● YOUR TASK
Check each line of the entries below for the word "segment", and copy the lines that have it.

SUPPLIED RECORDS section start

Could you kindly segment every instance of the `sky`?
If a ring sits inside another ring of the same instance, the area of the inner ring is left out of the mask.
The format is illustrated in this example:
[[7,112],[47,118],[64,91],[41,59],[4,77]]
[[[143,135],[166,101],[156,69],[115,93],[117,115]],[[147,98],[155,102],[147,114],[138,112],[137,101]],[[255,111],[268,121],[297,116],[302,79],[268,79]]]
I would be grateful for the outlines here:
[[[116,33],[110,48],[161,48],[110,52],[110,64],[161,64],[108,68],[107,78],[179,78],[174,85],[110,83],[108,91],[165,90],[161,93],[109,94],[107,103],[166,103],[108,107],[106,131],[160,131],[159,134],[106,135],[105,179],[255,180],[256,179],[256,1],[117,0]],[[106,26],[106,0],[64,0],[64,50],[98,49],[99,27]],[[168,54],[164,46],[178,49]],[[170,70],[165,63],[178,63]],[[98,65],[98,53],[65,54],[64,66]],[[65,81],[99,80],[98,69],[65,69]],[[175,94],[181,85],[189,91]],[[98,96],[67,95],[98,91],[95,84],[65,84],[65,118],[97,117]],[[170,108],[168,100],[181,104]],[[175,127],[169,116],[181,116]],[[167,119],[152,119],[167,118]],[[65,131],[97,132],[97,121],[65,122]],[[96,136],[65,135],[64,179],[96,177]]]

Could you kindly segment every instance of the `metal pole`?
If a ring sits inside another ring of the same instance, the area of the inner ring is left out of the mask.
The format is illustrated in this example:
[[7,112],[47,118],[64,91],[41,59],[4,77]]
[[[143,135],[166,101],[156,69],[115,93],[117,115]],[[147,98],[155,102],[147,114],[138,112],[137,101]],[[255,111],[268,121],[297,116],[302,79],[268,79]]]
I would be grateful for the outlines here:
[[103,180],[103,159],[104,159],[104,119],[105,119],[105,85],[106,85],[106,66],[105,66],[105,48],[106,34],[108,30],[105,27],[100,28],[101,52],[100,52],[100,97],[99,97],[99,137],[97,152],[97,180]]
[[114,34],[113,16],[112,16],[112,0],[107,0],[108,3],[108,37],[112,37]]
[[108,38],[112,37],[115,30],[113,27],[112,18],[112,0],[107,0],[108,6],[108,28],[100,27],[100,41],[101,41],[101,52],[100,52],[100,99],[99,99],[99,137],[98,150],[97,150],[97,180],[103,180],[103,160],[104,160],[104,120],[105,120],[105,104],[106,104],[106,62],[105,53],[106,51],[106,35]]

SUPPLIED RECORDS section end

● TASK OUTPUT
Could you kindly segment every instance of the `sky`?
Could you kindly segment every instance of the `metal pole`?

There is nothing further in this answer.